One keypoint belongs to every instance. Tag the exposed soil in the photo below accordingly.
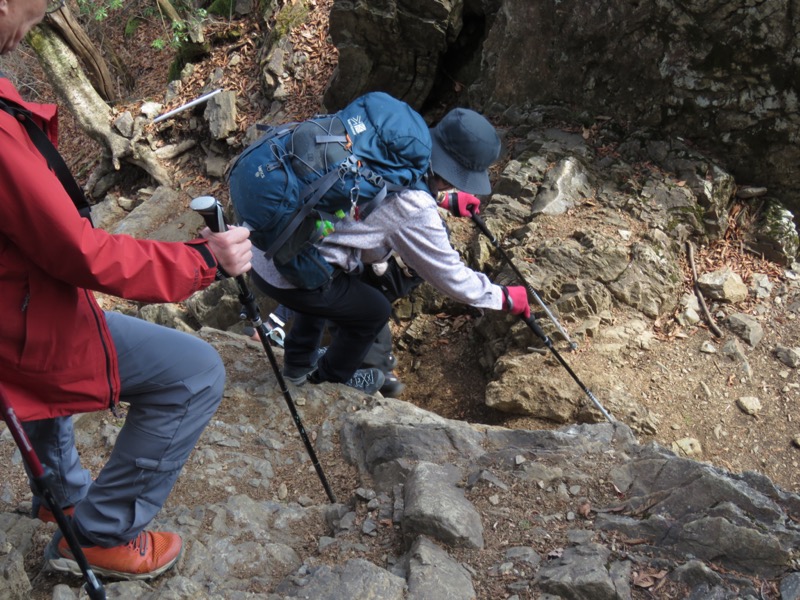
(692, 394)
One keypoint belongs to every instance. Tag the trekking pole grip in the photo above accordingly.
(211, 210)
(482, 226)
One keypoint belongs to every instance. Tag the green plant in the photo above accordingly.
(98, 10)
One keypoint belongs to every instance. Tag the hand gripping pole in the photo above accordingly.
(94, 589)
(493, 240)
(211, 211)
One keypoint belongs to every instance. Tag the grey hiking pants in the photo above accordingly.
(174, 383)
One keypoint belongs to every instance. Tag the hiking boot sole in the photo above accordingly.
(62, 564)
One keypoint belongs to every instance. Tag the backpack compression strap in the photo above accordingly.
(51, 155)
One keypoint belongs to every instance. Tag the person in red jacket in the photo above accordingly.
(60, 354)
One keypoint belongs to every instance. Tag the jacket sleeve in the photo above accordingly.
(421, 241)
(39, 218)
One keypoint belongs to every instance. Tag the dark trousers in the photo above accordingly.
(357, 309)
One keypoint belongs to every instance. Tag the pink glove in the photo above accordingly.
(516, 300)
(461, 204)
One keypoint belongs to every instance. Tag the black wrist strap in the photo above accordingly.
(50, 154)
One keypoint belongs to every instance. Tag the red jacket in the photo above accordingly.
(56, 355)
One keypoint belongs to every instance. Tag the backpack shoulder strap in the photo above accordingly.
(50, 154)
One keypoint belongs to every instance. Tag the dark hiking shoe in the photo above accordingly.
(368, 381)
(392, 387)
(298, 374)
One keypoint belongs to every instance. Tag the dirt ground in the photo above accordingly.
(691, 393)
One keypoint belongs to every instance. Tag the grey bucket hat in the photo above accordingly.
(465, 145)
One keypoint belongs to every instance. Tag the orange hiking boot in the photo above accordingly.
(46, 515)
(146, 556)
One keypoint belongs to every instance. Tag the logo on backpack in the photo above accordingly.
(357, 124)
(293, 184)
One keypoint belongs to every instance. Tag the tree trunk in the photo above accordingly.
(93, 115)
(100, 75)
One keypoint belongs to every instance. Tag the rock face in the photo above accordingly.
(718, 73)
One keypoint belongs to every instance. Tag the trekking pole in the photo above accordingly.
(531, 322)
(482, 226)
(211, 211)
(93, 587)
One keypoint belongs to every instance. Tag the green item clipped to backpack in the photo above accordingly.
(293, 184)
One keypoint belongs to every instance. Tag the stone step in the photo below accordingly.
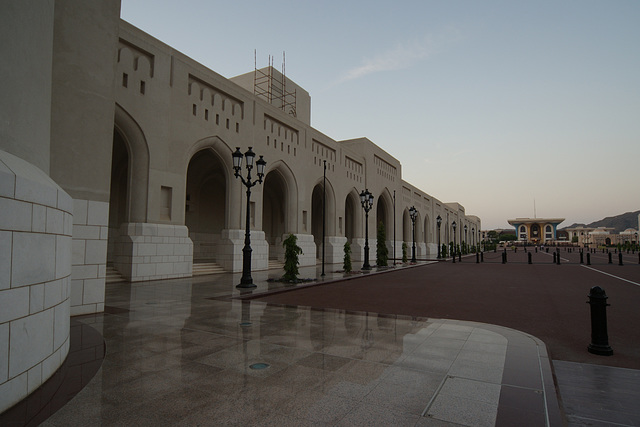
***
Problem to work on:
Return all of the entries above word for word, leaving out the pictures.

Response to the exercise:
One keypoint belongs to every instance. Tag the exposed soil in the photo below accordingly.
(692, 394)
One keypoint belongs to every instance. Tag the trekking pole grip in the photo above accordingly.
(211, 210)
(482, 226)
One keypoint belongs to every instance. Tag the green plant in the photo above accordingly.
(98, 10)
One keypoint belongs to every instance. Tag the hand gripping pole in the photo above accordingly.
(94, 589)
(493, 240)
(211, 211)
One keypoint belongs to every instance. Tag the grey hiking pants in the photo above accordingly.
(174, 383)
One keypoint belongs to every instance. Tag the hiking boot sole in the photo above accordingly.
(62, 564)
One keypoint belongs to every instance. Tag the backpack compression strap in the photo above accordingly.
(51, 155)
One keypoint belongs to every instance. Tag the person in red jacket in the photo above accordingly.
(60, 354)
One keypoint belongs to every instance. Tag the jacket sleeve in the photo above accordingly.
(421, 241)
(39, 218)
One keypoint belongs to every instance. Tag the dark trousers in the photo above accordingly.
(357, 309)
One keypoint belongs to every instance. Tag the pink glove in the photo above accordingly.
(516, 300)
(461, 204)
One keypoint belongs to every instance. Tag the black wrist strap in the photo above accordingly.
(50, 154)
One keypoint belongs to every instance. Tag the red jacket in the photo above accordingly.
(56, 355)
One keypoint belongs to every instance. Tag the backpack shoulder strap in the photo above accordingly.
(50, 154)
One keypoint belongs to every instance. Tag the dark hiking shoe in the photo above accordingly.
(368, 381)
(392, 387)
(298, 374)
One keypoint belongs to every instance. Tag the dirt ground in the photo above accordingly.
(691, 393)
One keypoint belongs to every instance. Tag the grey bucket hat in the photo above accordingly.
(465, 145)
One keypoint belongs to every instance. Tag the orange hiking boot in the photo above accordingly.
(46, 515)
(146, 556)
One keypoint belongs to every instance. Tag the logo on backpack in the photo above accordingly.
(357, 124)
(293, 184)
One keypoint belongs to every instance. Tag the tree trunk in the photo above accordingly.
(93, 115)
(100, 75)
One keypoint belongs to every instance. Tag the rock face in the photo above accordingly.
(718, 73)
One keypoint belongs to every instance. Tag the trekking pole in the photo above accordingly.
(531, 322)
(482, 226)
(211, 211)
(93, 587)
One keypoint belongs to every instance. Tag the green item clipped to backpack in the photo above accordingly.
(293, 184)
One keypoint belongs to every instance. Tag the stone step in the photo below accordingly.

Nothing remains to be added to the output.